▶

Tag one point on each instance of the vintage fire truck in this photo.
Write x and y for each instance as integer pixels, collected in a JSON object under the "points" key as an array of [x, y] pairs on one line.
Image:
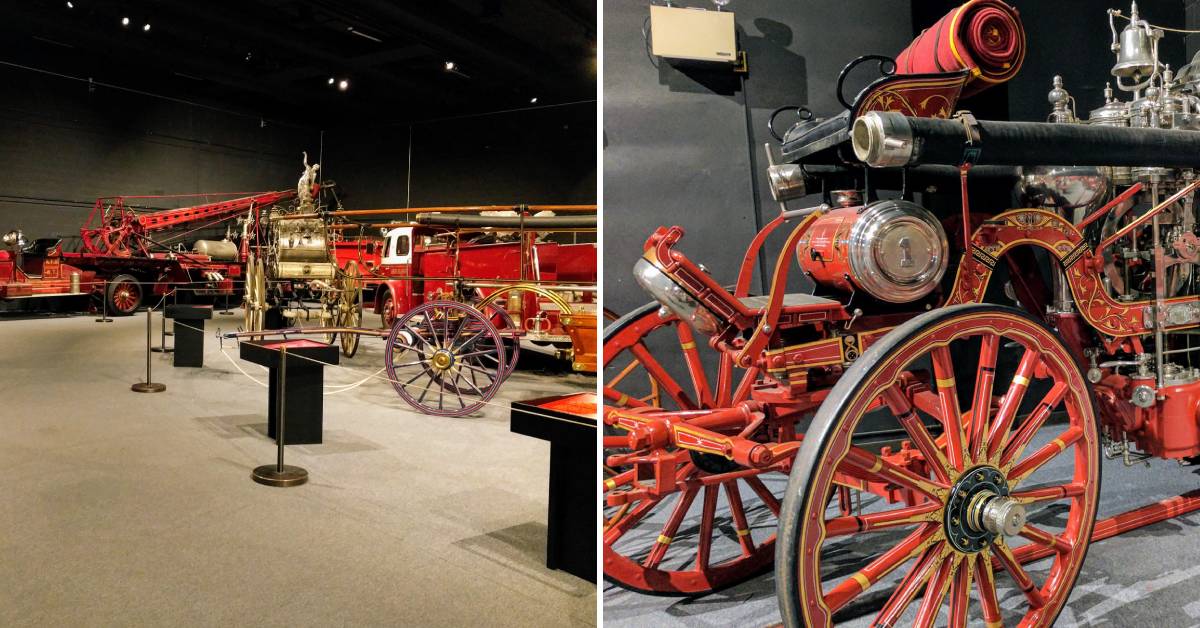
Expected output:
{"points": [[895, 441], [457, 293], [129, 251]]}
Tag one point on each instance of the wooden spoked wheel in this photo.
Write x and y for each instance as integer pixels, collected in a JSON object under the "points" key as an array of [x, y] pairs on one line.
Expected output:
{"points": [[445, 358], [349, 307], [718, 528], [999, 482], [388, 309], [508, 329], [124, 294]]}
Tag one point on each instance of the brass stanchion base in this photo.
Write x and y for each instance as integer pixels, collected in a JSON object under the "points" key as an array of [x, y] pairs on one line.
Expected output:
{"points": [[271, 476]]}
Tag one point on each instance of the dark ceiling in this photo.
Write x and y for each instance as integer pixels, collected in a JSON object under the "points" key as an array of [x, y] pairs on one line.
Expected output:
{"points": [[275, 58]]}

◀

Quote every one of the records above word for word, omitting the pictures.

• ANSWER TO THIS TASK:
Tag one point on each instance of the vintage fire truck in this photo.
Write x and y for each instance as integer pixels, collected in a JSON object under the "points" key as an array of [x, y] pairs on one line.
Image:
Expected output:
{"points": [[895, 441], [457, 293], [129, 251]]}
Tag one point on each instance of the wooden spoked wheel in this photo.
Write x and y for each instance as integer pixels, collected in a JSON object under the "points" key as an array of [x, y] pairs on one line.
Expected output:
{"points": [[445, 358], [349, 307], [718, 528], [999, 482], [388, 309], [508, 329], [124, 294]]}
Tag one point on each instance of the brass stanchion base in this photo.
Write x and y for each instance as integer pixels, collected in a JSON object under the "points" key as an array of [x, y] pairs on one line.
Expected output:
{"points": [[271, 476]]}
Tag one point on each instance of the dark ceiling in this photo.
Write x and y for each instance as integer pixels, collected in a JSON object under the "points" key as an array of [x, y] pairs on one line.
Expected output:
{"points": [[275, 58]]}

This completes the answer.